Records from a collection
^^^^^^^^^^^^^^^^

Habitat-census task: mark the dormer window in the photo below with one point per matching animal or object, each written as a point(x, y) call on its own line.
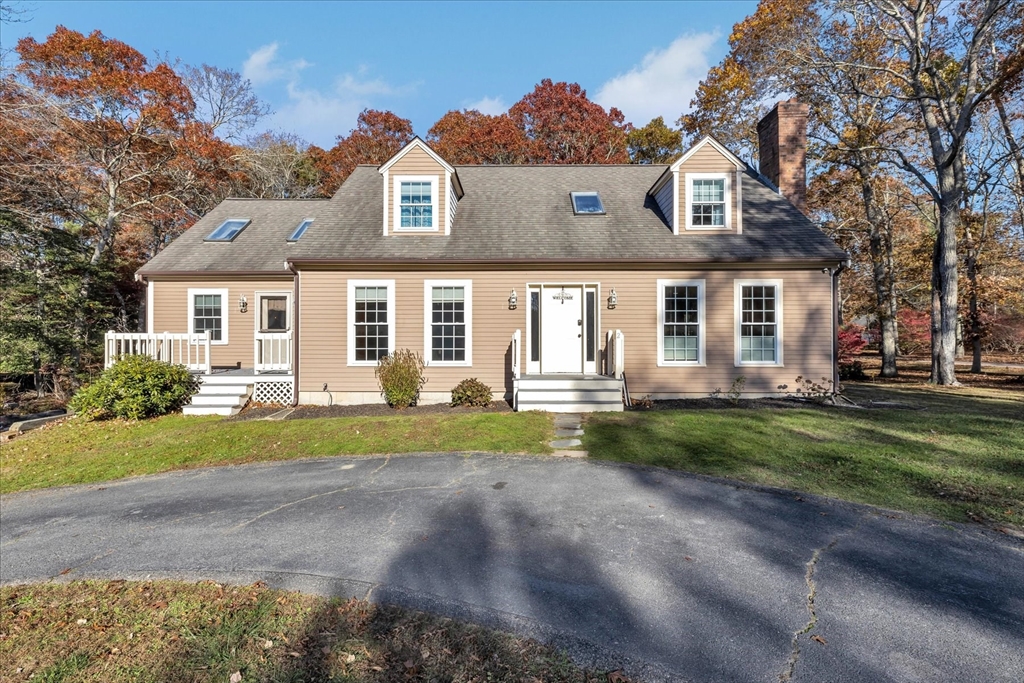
point(301, 229)
point(228, 229)
point(416, 205)
point(708, 201)
point(587, 204)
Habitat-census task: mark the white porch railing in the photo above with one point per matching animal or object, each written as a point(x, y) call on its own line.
point(614, 349)
point(190, 350)
point(272, 351)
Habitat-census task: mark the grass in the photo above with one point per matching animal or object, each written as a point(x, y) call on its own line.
point(79, 452)
point(954, 454)
point(169, 631)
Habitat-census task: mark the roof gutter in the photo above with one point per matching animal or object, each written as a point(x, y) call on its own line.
point(561, 262)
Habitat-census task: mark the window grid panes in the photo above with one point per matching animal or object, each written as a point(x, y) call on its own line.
point(682, 324)
point(415, 205)
point(448, 324)
point(371, 323)
point(758, 324)
point(207, 315)
point(708, 203)
point(273, 313)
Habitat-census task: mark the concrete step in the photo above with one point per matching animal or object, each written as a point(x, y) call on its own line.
point(211, 410)
point(224, 389)
point(580, 395)
point(569, 407)
point(570, 383)
point(232, 399)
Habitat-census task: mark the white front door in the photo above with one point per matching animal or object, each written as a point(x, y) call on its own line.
point(561, 329)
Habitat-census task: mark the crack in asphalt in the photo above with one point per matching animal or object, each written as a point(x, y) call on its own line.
point(812, 592)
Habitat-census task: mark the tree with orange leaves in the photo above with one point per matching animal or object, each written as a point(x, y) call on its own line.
point(377, 137)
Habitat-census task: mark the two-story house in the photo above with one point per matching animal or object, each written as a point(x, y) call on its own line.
point(548, 283)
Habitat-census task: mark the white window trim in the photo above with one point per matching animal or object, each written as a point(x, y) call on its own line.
point(224, 308)
point(434, 203)
point(428, 286)
point(690, 177)
point(350, 306)
point(737, 295)
point(701, 360)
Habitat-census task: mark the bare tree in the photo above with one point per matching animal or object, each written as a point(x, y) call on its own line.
point(224, 100)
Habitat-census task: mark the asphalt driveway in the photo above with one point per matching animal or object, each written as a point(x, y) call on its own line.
point(674, 578)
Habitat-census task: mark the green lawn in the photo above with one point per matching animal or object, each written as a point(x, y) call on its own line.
point(108, 632)
point(961, 458)
point(82, 452)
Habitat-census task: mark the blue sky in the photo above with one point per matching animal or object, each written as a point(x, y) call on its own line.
point(320, 63)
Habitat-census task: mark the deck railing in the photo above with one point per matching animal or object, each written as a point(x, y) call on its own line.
point(614, 349)
point(272, 351)
point(188, 349)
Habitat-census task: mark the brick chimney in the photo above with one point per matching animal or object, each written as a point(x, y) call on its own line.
point(782, 140)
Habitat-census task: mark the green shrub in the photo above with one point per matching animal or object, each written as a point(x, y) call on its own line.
point(135, 387)
point(400, 377)
point(471, 392)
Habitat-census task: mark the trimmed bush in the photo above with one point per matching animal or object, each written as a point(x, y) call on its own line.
point(400, 377)
point(135, 387)
point(471, 392)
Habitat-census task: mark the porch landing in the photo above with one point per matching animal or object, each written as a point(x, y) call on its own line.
point(568, 393)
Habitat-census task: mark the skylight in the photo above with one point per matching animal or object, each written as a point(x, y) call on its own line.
point(228, 229)
point(587, 204)
point(301, 229)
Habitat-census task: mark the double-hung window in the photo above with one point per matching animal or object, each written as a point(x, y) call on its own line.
point(708, 201)
point(681, 323)
point(759, 323)
point(448, 322)
point(416, 203)
point(371, 328)
point(208, 312)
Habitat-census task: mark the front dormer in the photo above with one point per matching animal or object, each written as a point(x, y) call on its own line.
point(701, 191)
point(421, 191)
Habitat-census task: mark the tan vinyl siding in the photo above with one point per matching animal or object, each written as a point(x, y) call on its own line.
point(807, 328)
point(170, 311)
point(418, 162)
point(707, 160)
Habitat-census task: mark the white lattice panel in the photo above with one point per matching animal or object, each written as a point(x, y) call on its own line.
point(272, 392)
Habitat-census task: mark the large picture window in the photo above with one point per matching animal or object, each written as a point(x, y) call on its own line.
point(371, 330)
point(208, 312)
point(681, 315)
point(448, 317)
point(759, 323)
point(708, 201)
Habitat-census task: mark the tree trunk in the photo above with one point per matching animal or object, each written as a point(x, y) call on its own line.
point(944, 282)
point(882, 276)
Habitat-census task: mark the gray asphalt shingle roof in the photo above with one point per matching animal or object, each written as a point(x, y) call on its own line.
point(508, 213)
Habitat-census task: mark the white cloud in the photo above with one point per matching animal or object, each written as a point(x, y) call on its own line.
point(318, 116)
point(664, 83)
point(489, 105)
point(263, 66)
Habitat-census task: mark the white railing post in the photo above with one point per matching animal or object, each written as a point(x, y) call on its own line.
point(516, 338)
point(620, 347)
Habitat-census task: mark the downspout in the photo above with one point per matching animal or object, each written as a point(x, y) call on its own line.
point(835, 285)
point(295, 335)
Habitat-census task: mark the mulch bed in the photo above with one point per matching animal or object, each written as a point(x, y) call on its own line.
point(365, 411)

^^^^^^^^^^^^^^^^

GOAL OF THE EXERCISE
Copy all the lines above word for word, leaving out the pictures.

RESULT
Habitat-census task: mark the dormer window in the photo below with one point per matching animal or object, each written as a point(x, y) call on its own line.
point(301, 229)
point(228, 229)
point(416, 205)
point(708, 201)
point(587, 204)
Habitat-census task: mark the white porch railing in the photo above with one point per matching animal or object, each written as a point(x, y) call on its own line.
point(614, 349)
point(190, 350)
point(272, 351)
Habitat-census task: mark the grass in the photo above with one point per matching animal or object, each written as a point(x, y) call on its own line.
point(79, 452)
point(954, 454)
point(169, 631)
Habitat-census task: mark the roof gutter in the photo above with one point per matching animal or object, each written as a point(x, y) call on its own line.
point(561, 262)
Habitat-census task: mark the window grid panes in the photo above with one point per matching animal or object, each written as a point(x, y) call on its own line.
point(682, 324)
point(415, 205)
point(448, 324)
point(371, 323)
point(758, 324)
point(207, 315)
point(708, 203)
point(273, 313)
Habitat-census task: mark the concrete step in the photo above with one point per matching animal or object, each written as a point(x, y) call on its own line.
point(211, 410)
point(224, 389)
point(580, 395)
point(569, 407)
point(570, 383)
point(232, 399)
Habitat-census task: mark the white front door in the photo above with one point per matching animal or object, each written as a point(x, y) call on its own line.
point(561, 329)
Habitat-census task: mark the crack in asphalt in the photo above with one point per matching animal or object, each written as a point(x, y) call on its own line.
point(812, 592)
Habitat-census task: mark the tree with orange leaves in the photo above with one point per matching animal or object, each written as a point(x, y) call on its own line.
point(377, 137)
Habitat-census task: mark the two-story house in the photo above with one point per matching animal or object, each written as a point(x, y) call on its own line.
point(548, 283)
Habitat-census task: mark the white window trim in the photo above with one point per matching animal or object, each written as a point(x, y) call on its own line.
point(224, 308)
point(434, 203)
point(428, 286)
point(690, 177)
point(350, 306)
point(737, 295)
point(701, 360)
Habitat-census task: mark the bare tree in the photo above with one point per matching animal or object, each written as a point(x, y) call on its own line.
point(224, 100)
Habitat-census task: mark the asphalt driveway in the photo above with one point per matching animal or object, each written as a point(x, y) call on its own line.
point(674, 578)
Habitat-census task: mark the green lawn in the photo above with one point per matching animal or object, each written as a point(x, y) call on its own line.
point(108, 632)
point(961, 458)
point(82, 452)
Habitat-census task: mark the blue sky in the photo above with one point per matching animal or object, each written as a point(x, y) call on its own line.
point(320, 63)
Habitat-census task: mark the deck railing in the photo above with one point per matching animal or object, each written as a point(x, y) call on its own line.
point(614, 349)
point(272, 351)
point(188, 349)
Habitat-census task: mark the brick chimney in the photo above with one point per matching animal or object, each written as a point(x, y) call on its own line.
point(782, 140)
Habitat-census task: mark the green shrub in the photo above with one point per matching animal or object, each written as a point(x, y) call on its own line.
point(135, 387)
point(400, 377)
point(471, 392)
Habitat-census task: mark the trimmed bush in the photo above with one point per matching animal or object, each written as a point(x, y) call on its own line.
point(400, 377)
point(135, 387)
point(471, 392)
Habitat-census task: mark the porch landing in the photo above with one point per matching animal or object, each written as a point(x, y) call on its own line.
point(568, 393)
Habitat-census task: mark the skylight in the photo above with one point per matching animal or object, each written as a point(x, y) call on its own line.
point(228, 229)
point(587, 204)
point(301, 229)
Habitat-census task: mark the double-hung window in the photo above with one point per matching animal or object, each written as a point(x, y) call on its own line.
point(708, 201)
point(681, 323)
point(759, 323)
point(448, 322)
point(416, 203)
point(371, 328)
point(208, 312)
Habitat-census task: mark the front dormer in the photo above with one point per matching animal or object, each written as a point(x, y) call on its own line.
point(701, 191)
point(421, 191)
Habitat-census task: mark the tan vinyl siding in the photo above with one point per matching animal or object, each written as a point(x, y) call on its own line.
point(807, 328)
point(170, 311)
point(418, 162)
point(707, 160)
Habitat-census task: mark the white lattice panel in the photo above with one point per matching animal or object, each written as a point(x, y) call on its own line.
point(272, 392)
Habitat-census task: mark the large picture window in the photo above with one point per matching animal or object, each written as a point(x, y) call on its own line.
point(371, 330)
point(208, 312)
point(681, 315)
point(448, 317)
point(759, 323)
point(708, 201)
Habitat-census task: mark the tree trunk in the photo above with one point per matching animal or object, each written as a point(x, y) call on its own line.
point(944, 282)
point(882, 276)
Habitat-census task: mark the gray asphalt shingle roof in the photo above with one point per matching animal or object, each written as a point(x, y) call on its own line.
point(508, 213)
Habitat-census task: mark the white cloud in the photo above with one point per matching animal or object, each written as a point(x, y) call on its own line.
point(318, 116)
point(664, 83)
point(489, 105)
point(263, 66)
Habitat-census task: mark the white railing post in the photo above with one point per matching animal or object, each written as a point(x, y) call on its own line.
point(516, 338)
point(620, 347)
Habitat-census task: mark the downspout in the photo above with one point per matching animal or object, each written as a point(x, y) call on its own line.
point(835, 285)
point(295, 335)
Habitat-census task: mark the mulch bed in the photo above with one point per matching animal or object, each written as a point(x, y) call on its own line.
point(365, 411)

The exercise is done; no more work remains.